*** DATA UNDER STUDY Section Begins ***

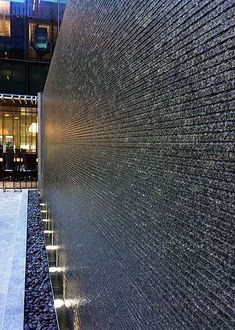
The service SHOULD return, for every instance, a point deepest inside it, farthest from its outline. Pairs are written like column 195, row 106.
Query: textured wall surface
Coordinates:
column 138, row 162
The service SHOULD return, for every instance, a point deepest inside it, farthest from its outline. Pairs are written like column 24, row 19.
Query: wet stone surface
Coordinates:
column 39, row 306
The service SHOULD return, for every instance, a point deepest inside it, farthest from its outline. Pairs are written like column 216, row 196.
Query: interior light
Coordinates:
column 52, row 247
column 58, row 303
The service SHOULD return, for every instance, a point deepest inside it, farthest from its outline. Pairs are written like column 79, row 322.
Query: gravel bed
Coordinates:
column 39, row 306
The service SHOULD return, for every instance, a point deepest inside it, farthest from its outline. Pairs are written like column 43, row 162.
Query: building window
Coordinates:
column 5, row 26
column 5, row 23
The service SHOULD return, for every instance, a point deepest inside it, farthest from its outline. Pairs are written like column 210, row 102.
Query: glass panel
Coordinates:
column 5, row 26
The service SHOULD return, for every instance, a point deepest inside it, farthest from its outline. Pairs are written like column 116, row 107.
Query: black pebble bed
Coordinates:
column 39, row 306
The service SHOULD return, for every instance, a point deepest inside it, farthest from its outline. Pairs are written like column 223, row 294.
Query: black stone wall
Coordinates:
column 138, row 162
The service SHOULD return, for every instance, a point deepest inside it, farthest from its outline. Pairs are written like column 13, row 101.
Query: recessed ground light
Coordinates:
column 56, row 269
column 52, row 247
column 58, row 303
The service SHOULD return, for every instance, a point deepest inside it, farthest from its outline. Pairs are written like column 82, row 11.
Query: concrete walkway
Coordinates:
column 13, row 230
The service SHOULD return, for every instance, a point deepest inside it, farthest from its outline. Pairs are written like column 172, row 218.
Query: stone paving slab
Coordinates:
column 13, row 231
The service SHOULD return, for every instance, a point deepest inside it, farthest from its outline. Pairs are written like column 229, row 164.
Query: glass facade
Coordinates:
column 29, row 28
column 28, row 33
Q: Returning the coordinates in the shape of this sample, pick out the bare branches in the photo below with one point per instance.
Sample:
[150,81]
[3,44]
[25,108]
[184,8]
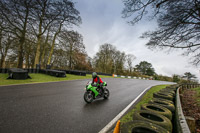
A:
[178,23]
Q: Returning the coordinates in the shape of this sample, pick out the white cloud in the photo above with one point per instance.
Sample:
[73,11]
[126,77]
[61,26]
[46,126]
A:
[102,23]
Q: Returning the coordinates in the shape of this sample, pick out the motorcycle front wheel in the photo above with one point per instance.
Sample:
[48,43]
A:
[106,94]
[88,96]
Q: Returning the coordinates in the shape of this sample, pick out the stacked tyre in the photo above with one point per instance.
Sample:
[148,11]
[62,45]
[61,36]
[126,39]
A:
[155,116]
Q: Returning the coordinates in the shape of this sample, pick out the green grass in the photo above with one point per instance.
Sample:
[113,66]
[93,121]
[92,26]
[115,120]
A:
[40,78]
[145,99]
[197,96]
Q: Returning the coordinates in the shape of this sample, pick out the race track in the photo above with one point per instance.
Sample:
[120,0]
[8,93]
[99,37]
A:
[59,107]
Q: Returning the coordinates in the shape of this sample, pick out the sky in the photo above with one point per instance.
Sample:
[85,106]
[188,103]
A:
[102,22]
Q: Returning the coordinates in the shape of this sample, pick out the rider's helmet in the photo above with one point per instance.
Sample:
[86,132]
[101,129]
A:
[94,75]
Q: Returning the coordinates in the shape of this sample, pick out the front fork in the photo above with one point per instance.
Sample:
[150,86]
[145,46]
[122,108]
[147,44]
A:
[96,93]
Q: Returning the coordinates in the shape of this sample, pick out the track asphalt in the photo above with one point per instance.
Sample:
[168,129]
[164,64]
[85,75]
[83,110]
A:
[59,107]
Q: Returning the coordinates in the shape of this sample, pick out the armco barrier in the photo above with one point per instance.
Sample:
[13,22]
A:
[181,124]
[129,77]
[99,73]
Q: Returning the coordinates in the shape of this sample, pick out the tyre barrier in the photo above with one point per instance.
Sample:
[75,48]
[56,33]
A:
[161,95]
[155,118]
[75,72]
[163,100]
[142,127]
[17,73]
[165,104]
[157,109]
[55,73]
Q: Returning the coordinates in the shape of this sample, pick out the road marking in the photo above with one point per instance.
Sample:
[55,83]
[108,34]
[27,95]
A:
[41,82]
[111,123]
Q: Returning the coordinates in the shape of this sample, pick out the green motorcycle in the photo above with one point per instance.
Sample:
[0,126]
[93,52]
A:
[93,91]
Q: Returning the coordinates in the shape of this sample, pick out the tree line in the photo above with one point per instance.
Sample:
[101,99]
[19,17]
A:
[39,32]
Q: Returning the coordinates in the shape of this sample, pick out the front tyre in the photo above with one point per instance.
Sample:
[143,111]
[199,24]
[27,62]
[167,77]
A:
[88,96]
[106,94]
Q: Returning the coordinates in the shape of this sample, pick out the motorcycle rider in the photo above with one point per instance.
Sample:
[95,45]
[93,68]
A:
[97,79]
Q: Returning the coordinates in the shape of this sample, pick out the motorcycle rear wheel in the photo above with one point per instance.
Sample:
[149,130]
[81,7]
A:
[88,96]
[106,94]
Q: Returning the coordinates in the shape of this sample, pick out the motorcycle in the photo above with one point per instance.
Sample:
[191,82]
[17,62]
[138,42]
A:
[93,91]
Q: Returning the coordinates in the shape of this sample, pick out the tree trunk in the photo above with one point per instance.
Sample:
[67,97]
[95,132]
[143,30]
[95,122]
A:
[44,50]
[52,48]
[3,62]
[53,43]
[37,55]
[20,53]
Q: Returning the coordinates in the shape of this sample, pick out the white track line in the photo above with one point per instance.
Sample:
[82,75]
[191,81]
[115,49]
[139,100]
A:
[111,123]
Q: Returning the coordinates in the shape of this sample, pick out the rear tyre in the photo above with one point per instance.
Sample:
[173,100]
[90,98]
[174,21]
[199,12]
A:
[106,94]
[88,96]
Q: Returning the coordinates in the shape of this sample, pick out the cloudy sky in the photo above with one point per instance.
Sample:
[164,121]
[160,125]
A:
[102,22]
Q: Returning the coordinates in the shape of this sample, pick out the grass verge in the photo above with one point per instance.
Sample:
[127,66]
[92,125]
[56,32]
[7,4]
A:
[145,99]
[197,96]
[41,78]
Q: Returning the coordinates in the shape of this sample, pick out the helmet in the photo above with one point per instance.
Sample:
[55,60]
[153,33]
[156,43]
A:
[94,75]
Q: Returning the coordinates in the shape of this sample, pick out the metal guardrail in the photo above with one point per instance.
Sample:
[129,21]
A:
[181,125]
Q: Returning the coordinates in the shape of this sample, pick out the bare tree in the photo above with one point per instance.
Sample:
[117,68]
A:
[178,23]
[15,13]
[69,16]
[72,42]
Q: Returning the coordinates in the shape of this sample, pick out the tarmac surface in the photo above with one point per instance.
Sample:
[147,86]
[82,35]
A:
[59,107]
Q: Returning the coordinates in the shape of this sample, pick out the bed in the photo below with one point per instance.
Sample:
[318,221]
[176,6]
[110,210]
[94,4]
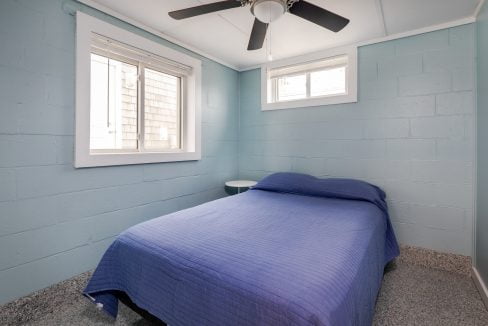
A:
[293,250]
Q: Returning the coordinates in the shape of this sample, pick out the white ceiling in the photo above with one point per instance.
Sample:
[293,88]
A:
[225,35]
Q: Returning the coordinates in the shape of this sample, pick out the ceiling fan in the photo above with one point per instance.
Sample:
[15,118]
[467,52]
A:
[267,11]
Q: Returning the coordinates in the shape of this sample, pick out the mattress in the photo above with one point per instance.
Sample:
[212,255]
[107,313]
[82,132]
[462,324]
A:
[277,254]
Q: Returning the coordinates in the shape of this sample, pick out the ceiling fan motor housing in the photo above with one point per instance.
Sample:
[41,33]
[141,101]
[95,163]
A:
[268,11]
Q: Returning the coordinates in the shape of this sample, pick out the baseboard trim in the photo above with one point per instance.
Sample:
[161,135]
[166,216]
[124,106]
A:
[480,285]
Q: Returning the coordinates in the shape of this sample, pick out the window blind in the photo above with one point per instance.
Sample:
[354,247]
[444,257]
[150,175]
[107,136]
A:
[105,46]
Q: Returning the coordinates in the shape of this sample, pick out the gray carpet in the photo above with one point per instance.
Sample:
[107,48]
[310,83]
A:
[410,295]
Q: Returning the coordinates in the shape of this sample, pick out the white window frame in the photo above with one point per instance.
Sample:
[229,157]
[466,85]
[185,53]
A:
[351,80]
[86,26]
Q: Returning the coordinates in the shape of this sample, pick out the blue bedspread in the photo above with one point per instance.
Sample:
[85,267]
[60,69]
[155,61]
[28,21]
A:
[279,254]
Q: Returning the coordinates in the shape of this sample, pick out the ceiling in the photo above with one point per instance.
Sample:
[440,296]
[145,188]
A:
[225,35]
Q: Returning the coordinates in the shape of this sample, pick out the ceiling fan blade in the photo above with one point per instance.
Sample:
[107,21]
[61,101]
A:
[204,9]
[318,15]
[258,35]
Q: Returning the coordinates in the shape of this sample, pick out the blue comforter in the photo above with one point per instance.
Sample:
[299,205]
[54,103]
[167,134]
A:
[295,250]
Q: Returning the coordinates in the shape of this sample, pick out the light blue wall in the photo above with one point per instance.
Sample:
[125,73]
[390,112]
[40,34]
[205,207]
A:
[55,221]
[482,152]
[411,133]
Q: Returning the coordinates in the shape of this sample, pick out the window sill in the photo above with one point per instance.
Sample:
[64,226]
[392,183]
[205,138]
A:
[320,101]
[111,159]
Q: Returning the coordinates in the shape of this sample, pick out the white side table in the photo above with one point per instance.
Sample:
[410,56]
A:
[237,186]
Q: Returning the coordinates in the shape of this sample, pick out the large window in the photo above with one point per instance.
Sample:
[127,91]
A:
[141,105]
[316,81]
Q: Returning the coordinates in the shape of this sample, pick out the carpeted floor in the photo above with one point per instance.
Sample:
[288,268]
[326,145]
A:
[410,295]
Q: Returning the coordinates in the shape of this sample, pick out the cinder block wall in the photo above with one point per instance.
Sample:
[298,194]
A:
[56,221]
[411,133]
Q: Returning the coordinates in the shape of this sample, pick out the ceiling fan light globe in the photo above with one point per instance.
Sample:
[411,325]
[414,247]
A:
[268,11]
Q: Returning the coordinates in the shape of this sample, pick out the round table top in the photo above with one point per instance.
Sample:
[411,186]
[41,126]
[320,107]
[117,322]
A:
[240,183]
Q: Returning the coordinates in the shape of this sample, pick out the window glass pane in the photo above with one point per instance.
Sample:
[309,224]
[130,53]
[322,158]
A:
[328,82]
[113,104]
[161,111]
[292,88]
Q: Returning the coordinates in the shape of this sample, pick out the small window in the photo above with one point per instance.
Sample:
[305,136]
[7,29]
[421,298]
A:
[142,103]
[322,81]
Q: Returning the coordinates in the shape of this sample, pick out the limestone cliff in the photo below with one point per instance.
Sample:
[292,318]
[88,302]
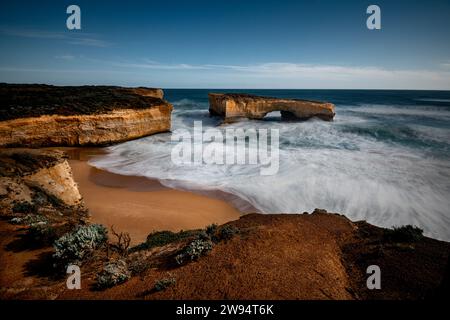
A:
[232,106]
[36,116]
[37,179]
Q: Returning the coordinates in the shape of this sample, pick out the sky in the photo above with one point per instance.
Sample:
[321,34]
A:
[316,44]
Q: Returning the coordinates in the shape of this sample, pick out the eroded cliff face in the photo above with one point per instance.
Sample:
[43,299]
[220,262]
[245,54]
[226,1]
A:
[37,179]
[38,115]
[55,130]
[232,106]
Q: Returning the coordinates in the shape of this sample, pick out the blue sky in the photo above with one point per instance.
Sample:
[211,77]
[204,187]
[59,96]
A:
[228,44]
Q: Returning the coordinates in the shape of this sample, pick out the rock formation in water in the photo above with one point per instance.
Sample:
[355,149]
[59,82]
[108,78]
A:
[232,106]
[41,115]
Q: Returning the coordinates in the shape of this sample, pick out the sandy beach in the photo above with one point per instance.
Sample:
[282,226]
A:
[138,205]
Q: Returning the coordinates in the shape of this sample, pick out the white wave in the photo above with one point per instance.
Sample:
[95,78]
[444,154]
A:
[320,167]
[402,111]
[433,100]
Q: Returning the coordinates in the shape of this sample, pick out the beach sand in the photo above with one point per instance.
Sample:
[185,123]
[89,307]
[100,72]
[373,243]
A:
[138,205]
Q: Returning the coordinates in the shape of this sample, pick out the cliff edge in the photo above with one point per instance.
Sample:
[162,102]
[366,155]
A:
[43,115]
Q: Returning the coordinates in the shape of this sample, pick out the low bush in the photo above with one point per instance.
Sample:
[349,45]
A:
[29,220]
[42,233]
[74,246]
[163,284]
[113,273]
[406,233]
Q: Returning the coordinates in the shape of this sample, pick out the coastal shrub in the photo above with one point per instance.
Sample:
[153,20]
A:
[162,238]
[41,233]
[24,207]
[122,244]
[74,246]
[113,273]
[29,219]
[163,284]
[216,234]
[194,250]
[406,233]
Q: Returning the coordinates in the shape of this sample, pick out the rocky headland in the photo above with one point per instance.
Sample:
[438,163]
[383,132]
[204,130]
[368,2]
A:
[321,255]
[234,106]
[43,115]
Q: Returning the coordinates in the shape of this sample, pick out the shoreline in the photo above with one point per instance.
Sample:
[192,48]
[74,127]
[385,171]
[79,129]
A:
[139,205]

*** DATA UNDER STUDY Section Ends ***

WORK REQUIRED:
State how many lines in the listing above contain the string "light". Include no other words.

RESULT OF THIS EXERCISE:
4